**TEXT SECTION**
□ □ □ □ □

Kevlar was launched onto the market in 1975 as a material that was resistant to wear, corrosion, flames and extreme temperatures, both high and low. There are currently more than 200 applications for Kevlar, in sports equipment (archery bows, tennis racquets and skis), transport (boats, cars and aeroplanes) and reinforcement (cables, ropes, tyres and car brakes). Kevlar has recently been incorporated into the Motorola Droid RAZR phone, which boasts a unibody of Kevlar to help protect it from the impact of drops and shocks.

It is also used in pipes to give them strength with flexibility, as my second year undergraduate students finally discovered when presented with a reverse engineering task as part of their lab course. The pipe consists mostly of white plastic, but close examination reveals a layer of a tell-tale yellow fibre. Considering how resistant the material is to most forms of treatment, the students found it very difficult to characterise, but eventually realised what they were dealing with.

Kwolek signed the patent for Kevlar over to DuPont so made no profit from it, and had no influence on its applications either. She was, however, the co-recipient of 17 American patents in total. Although she officially retired in 1986, Kwolek continued to work in consultancy and got involved in schools outreach to encourage children to take up science.

□ □ □ □ □

**EXERCISES TO COMPLETE**
1) In the Kevlar text above, turn the paragraph that begins "Kevlar was launched onto the market" into a short bulleted list that keeps its main facts.
2) According to the Kevlar text, why did the students have trouble identifying the yellow fiber in the pipe? Answer in one to three sentences.
3) Decide whether each statement agrees with the Kevlar text. For each, answer yes or no and quote the words of the text that decide it.
(a) Kwolek officially retired in 1986.
(b) Kwolek profited from the Kevlar patent.
(c) The pipe the students examined is made mostly of yellow fiber.

□ □ □ □ □

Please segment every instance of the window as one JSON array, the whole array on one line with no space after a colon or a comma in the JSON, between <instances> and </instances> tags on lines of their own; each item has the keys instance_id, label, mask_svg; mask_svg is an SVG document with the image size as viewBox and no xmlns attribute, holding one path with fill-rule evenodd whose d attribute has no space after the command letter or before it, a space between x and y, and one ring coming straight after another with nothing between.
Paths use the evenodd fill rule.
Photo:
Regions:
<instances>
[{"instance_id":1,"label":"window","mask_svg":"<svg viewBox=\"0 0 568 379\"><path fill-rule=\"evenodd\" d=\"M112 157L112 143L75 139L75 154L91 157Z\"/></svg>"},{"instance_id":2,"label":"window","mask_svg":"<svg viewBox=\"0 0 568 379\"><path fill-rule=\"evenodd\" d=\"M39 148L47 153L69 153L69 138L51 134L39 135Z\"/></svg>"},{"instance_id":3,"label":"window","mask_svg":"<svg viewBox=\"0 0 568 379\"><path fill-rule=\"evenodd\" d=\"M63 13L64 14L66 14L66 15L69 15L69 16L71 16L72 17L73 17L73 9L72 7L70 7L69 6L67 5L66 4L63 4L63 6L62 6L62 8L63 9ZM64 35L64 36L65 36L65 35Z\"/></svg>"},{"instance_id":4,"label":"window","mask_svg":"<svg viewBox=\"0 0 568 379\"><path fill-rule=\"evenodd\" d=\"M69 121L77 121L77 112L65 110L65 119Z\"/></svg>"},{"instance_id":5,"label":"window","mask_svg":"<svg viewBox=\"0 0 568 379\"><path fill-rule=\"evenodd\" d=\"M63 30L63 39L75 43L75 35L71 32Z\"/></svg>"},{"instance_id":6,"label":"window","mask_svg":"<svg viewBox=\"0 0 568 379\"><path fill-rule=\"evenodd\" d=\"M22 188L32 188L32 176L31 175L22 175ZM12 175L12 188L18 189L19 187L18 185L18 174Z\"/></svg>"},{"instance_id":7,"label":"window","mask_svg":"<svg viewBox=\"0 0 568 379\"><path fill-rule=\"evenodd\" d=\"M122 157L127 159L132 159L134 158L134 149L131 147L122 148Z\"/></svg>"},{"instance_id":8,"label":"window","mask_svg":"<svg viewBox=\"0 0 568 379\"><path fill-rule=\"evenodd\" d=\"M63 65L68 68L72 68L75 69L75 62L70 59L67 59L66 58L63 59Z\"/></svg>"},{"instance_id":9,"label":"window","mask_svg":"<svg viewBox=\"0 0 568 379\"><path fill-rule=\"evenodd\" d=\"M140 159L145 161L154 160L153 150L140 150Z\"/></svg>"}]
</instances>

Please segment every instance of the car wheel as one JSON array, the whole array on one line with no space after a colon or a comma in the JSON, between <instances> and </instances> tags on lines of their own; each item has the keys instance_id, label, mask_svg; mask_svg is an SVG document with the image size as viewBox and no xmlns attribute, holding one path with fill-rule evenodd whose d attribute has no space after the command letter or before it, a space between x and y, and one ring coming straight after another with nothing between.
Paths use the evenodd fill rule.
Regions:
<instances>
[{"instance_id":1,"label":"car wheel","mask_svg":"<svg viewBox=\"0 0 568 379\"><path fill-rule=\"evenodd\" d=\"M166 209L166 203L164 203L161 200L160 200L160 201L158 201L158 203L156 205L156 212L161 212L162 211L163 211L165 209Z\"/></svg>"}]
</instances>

□ □ □ □ □

**ACTIVITY ANSWERS**
1)
- Kevlar came onto the market in 1975.
- It resists wear, corrosion, flames, and both high and low extreme temperatures.
- It now has more than 200 applications:
  - sports equipment (archery bows, tennis racquets, skis)
  - transport (boats, cars, aeroplanes)
  - reinforcement (cables, ropes, tyres, car brakes)
- The Motorola Droid RAZR phone has a Kevlar unibody that helps protect it from drops and shocks.

2) Kevlar resists most forms of treatment, so the students found the fiber very difficult to characterize. They did eventually work out what it was.

3)
(a) Yes: "she officially retired in 1986"
(b) No: "Kwolek signed the patent for Kevlar over to DuPont so made no profit from it"
(c) No: "The pipe consists mostly of white plastic"